Extract provided:
-*-*-

Diocese of the Episcopal Church in the United States

The Episcopal Diocese of Los Angeles is a community of 48,874 Episcopalians in 133 congregations, 36 schools, and six service institutions, spanning all of Los Angeles, Orange, San Bernardino, Santa Barbara, and Ventura counties, and part of Riverside County making it one of the largest Episcopal dioceses in the United States by land area.

In 2024, the diocese reported average Sunday attendance (ASA) of 7,474 persons. No membership statistics were reported in 2024 parochial reports.

One of the U.S.-based Episcopal Church's 106 dioceses spanning 16 nations, the Diocese of Los Angeles was established in 1895 by vote of the General Convention of the national church. The diocese's first convention was held in 1896.

-*-*-

What you need to do:
a: In the passage on the Episcopal Diocese of Los Angeles, in what year was the diocese's first convention held?
b: From the passage on the Episcopal Diocese of Los Angeles, extract the text starting with "Diocese of the" and going on through "held in 1896.".

-*-*-

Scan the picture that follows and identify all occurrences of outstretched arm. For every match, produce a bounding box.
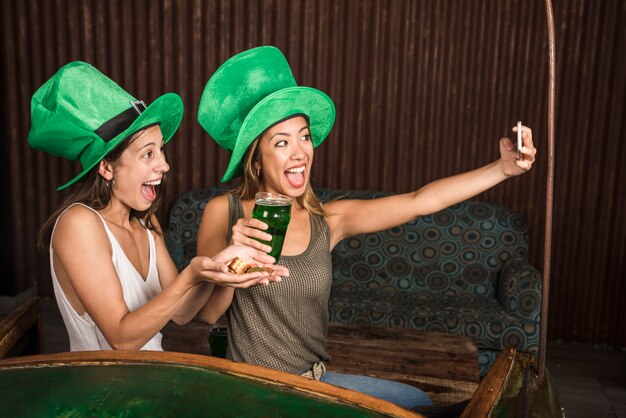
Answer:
[324,126,537,248]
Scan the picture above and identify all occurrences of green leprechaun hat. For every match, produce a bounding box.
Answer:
[28,61,183,190]
[198,46,335,182]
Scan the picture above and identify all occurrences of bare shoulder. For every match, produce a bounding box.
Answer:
[52,205,109,251]
[56,205,102,232]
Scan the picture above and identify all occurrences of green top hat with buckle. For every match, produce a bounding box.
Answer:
[198,46,335,182]
[28,61,183,190]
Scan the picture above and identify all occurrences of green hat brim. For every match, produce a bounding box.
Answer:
[222,86,336,182]
[57,93,183,190]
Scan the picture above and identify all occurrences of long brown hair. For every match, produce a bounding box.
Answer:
[37,128,167,248]
[231,136,324,216]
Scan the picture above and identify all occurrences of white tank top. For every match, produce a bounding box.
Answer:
[50,203,163,351]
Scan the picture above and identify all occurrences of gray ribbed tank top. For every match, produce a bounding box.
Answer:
[227,194,332,374]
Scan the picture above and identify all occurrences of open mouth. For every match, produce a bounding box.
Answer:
[285,165,305,187]
[141,180,161,202]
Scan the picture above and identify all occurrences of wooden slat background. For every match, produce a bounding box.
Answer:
[0,0,626,346]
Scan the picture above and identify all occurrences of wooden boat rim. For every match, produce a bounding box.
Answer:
[0,350,422,417]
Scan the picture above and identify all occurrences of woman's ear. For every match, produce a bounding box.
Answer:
[98,160,113,181]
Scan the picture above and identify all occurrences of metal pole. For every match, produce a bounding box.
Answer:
[539,0,556,382]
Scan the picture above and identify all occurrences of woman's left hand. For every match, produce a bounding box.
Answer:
[500,125,537,177]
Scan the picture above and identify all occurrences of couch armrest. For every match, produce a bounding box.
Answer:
[498,257,541,321]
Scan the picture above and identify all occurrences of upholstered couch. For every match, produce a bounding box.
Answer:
[166,188,541,375]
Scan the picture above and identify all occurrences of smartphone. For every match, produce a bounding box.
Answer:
[517,120,524,160]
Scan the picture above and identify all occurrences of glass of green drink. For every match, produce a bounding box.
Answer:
[209,317,228,358]
[252,192,291,262]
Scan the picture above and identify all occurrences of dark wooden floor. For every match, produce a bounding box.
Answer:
[43,300,626,418]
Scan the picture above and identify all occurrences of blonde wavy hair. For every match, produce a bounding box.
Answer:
[231,134,324,216]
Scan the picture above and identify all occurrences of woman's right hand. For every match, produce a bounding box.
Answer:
[187,256,270,289]
[230,218,272,253]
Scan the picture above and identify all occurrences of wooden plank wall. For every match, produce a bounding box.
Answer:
[0,0,626,346]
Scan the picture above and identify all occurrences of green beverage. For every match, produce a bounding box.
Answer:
[252,192,291,262]
[209,326,228,358]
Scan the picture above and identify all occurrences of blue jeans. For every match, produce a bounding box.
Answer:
[320,371,433,409]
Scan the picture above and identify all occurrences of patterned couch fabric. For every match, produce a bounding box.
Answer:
[166,188,541,375]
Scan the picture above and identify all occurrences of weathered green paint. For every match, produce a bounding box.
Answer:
[490,352,563,418]
[0,364,388,418]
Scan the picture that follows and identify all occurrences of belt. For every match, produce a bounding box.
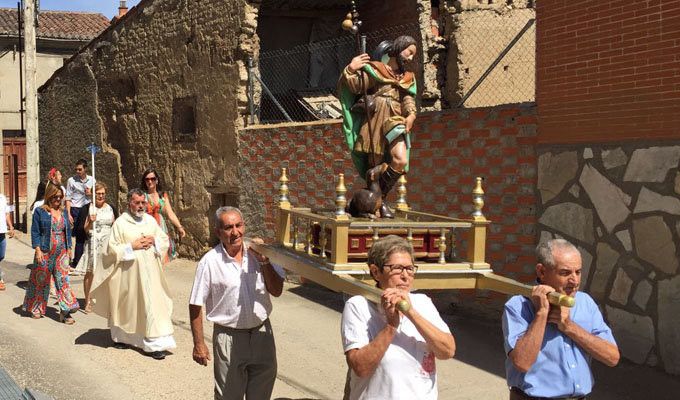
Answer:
[218,318,269,333]
[510,386,586,400]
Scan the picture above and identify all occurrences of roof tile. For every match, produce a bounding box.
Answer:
[0,8,111,41]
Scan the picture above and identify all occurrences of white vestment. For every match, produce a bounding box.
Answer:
[91,212,176,352]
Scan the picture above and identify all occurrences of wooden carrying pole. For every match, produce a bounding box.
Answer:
[477,273,575,307]
[250,242,409,312]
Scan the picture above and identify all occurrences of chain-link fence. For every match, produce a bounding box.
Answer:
[249,12,536,124]
[250,24,420,124]
[452,10,536,108]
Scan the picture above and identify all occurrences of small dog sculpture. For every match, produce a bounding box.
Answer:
[345,169,382,219]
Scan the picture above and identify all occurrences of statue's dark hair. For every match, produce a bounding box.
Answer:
[387,35,418,57]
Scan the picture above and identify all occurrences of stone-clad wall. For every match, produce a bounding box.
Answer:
[239,104,537,309]
[538,142,680,374]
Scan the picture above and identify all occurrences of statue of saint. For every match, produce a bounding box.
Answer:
[338,36,417,218]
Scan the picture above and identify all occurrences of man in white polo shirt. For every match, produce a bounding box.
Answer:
[0,193,14,290]
[66,158,94,268]
[189,207,284,400]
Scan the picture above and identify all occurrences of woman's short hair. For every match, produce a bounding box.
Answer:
[94,182,109,192]
[128,188,146,203]
[368,235,413,270]
[43,184,64,210]
[139,167,163,195]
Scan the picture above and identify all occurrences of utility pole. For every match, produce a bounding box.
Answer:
[23,0,40,232]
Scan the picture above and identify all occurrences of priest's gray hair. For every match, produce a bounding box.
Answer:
[536,239,579,268]
[128,188,146,203]
[215,206,243,228]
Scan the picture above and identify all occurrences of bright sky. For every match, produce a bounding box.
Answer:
[0,0,140,18]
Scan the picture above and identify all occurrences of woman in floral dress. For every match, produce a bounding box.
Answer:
[141,168,186,265]
[75,182,118,314]
[22,185,79,325]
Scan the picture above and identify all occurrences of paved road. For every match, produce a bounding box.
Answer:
[0,233,680,400]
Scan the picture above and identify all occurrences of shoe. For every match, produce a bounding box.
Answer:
[59,311,76,325]
[378,166,404,219]
[144,351,165,360]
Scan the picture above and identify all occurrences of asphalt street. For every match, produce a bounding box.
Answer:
[0,235,680,400]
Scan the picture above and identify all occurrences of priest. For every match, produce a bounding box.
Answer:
[92,189,176,360]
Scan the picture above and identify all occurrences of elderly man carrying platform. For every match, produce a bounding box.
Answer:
[503,239,619,400]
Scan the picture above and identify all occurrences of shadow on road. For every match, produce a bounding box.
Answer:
[274,397,320,400]
[75,329,113,348]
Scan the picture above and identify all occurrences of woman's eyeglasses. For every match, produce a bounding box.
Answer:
[383,264,418,276]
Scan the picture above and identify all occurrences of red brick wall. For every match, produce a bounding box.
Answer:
[239,105,536,305]
[536,0,680,143]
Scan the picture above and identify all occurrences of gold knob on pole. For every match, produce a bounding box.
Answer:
[335,174,347,216]
[279,168,290,204]
[397,300,411,312]
[472,176,485,219]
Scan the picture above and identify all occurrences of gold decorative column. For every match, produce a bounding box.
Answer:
[276,168,291,245]
[467,177,489,268]
[331,174,350,264]
[396,175,409,211]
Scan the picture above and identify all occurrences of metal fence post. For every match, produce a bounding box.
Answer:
[248,57,255,125]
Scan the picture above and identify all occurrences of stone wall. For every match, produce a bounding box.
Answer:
[538,141,680,374]
[239,104,537,310]
[39,0,259,257]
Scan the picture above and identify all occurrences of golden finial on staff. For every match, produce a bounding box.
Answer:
[342,0,361,35]
[279,168,290,205]
[472,176,486,220]
[397,174,409,211]
[335,174,347,216]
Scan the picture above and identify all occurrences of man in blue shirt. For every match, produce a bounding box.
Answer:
[503,239,619,400]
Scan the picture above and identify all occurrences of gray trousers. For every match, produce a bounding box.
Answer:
[213,320,276,400]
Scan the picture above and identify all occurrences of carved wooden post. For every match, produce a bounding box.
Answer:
[276,168,291,245]
[467,177,489,268]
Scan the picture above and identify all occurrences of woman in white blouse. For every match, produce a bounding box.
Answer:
[75,182,118,313]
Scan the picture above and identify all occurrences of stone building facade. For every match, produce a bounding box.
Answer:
[536,0,680,374]
[39,0,258,257]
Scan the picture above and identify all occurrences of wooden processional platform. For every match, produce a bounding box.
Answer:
[252,168,573,306]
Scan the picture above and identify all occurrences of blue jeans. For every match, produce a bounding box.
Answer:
[0,233,7,281]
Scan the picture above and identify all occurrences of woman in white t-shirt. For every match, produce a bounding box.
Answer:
[341,235,456,400]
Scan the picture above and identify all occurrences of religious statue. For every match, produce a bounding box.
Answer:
[338,30,417,218]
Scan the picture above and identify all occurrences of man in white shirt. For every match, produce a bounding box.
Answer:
[0,193,14,290]
[66,158,94,268]
[189,207,283,400]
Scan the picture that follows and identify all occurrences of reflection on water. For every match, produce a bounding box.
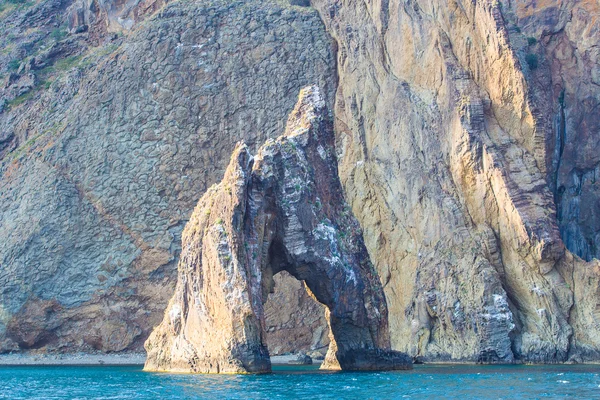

-*-*-

Answers by task:
a: 1896

b:
Diocese of the Episcopal Church in the United States

The Episcopal Diocese of Los Angeles is a community of 48,874 Episcopalians in 133 congregations, 36 schools, and six service institutions, spanning all of Los Angeles, Orange, San Bernardino, Santa Barbara, and Ventura counties, and part of Riverside County making it one of the largest Episcopal dioceses in the United States by land area.

In 2024, the diocese reported average Sunday attendance (ASA) of 7,474 persons. No membership statistics were reported in 2024 parochial reports.

One of the U.S.-based Episcopal Church's 106 dioceses spanning 16 nations, the Diocese of Los Angeles was established in 1895 by vote of the General Convention of the national church. The diocese's first convention was held in 1896.